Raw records
····················
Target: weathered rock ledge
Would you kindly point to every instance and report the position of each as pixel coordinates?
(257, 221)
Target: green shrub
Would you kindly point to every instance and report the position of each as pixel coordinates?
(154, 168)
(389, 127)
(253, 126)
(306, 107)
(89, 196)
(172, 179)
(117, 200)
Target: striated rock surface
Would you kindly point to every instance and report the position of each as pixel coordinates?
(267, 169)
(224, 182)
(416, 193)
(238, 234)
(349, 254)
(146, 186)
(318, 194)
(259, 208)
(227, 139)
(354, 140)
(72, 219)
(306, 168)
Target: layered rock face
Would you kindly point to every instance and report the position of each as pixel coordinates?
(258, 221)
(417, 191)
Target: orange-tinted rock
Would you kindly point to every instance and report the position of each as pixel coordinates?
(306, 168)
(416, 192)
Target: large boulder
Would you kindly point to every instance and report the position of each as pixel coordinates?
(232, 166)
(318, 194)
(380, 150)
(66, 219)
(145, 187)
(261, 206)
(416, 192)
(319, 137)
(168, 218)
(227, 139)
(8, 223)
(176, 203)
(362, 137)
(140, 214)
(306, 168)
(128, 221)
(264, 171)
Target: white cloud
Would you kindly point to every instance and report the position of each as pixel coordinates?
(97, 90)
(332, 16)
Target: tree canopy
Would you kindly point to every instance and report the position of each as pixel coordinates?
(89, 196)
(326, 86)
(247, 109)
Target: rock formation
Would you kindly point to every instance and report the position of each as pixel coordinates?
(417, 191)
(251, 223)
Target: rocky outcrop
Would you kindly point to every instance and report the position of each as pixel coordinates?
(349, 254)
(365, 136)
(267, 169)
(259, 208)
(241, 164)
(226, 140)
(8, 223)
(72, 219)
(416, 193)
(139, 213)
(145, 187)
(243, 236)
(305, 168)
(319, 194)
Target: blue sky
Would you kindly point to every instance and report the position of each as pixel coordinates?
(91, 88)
····················
#### Given instruction
Output every line of the records above verbatim, with no changes, omissions, or additions.

#### Answer to this problem
Target: weathered rock ledge
Would you kindly point to every instance and report the position of each as pixel coordinates?
(257, 221)
Target: green shrub
Would you kindly point to every instance and report the position of each as pixel coordinates?
(154, 168)
(389, 127)
(253, 126)
(306, 107)
(89, 196)
(172, 179)
(117, 200)
Target: striated rock surface
Would you kindly point to every instance and report the position of each as pixel coordinates?
(267, 169)
(224, 182)
(416, 193)
(238, 234)
(349, 254)
(146, 186)
(318, 194)
(259, 208)
(227, 139)
(354, 140)
(72, 219)
(306, 168)
Target: layered rock face
Would you kindly point to every instance and report the position of each as pixel coordinates?
(258, 221)
(417, 191)
Target: orange-tinted rock
Would you kindly point to every instance and report the position of each as pixel coordinates?
(306, 168)
(416, 192)
Target: large boulder
Would you kindly point to every instance and report the position of each as pixel coordinates?
(232, 166)
(318, 194)
(380, 150)
(66, 219)
(145, 187)
(261, 206)
(416, 192)
(319, 137)
(168, 218)
(227, 139)
(8, 223)
(176, 203)
(362, 137)
(140, 214)
(306, 168)
(128, 221)
(264, 171)
Target: white cloud
Would you kindly point to every instance and report the position of each as pixel coordinates?
(97, 90)
(332, 16)
Target: tree canopy
Would you kindly point to every instance and report the position of each as pixel coordinates?
(89, 196)
(326, 86)
(247, 109)
Target: rock formation
Would you kindly point to every instance and report the position of each as pixel coordinates?
(417, 191)
(251, 223)
Target: rocky outcrop
Would you kindly point to every instance and report the position of each as pixel coordinates?
(349, 254)
(365, 136)
(267, 169)
(259, 208)
(241, 164)
(226, 140)
(8, 223)
(72, 219)
(416, 193)
(139, 213)
(145, 187)
(243, 236)
(305, 168)
(319, 194)
Target: blue sky
Would you kindly point to every instance and report the position of each as pixel coordinates?
(91, 88)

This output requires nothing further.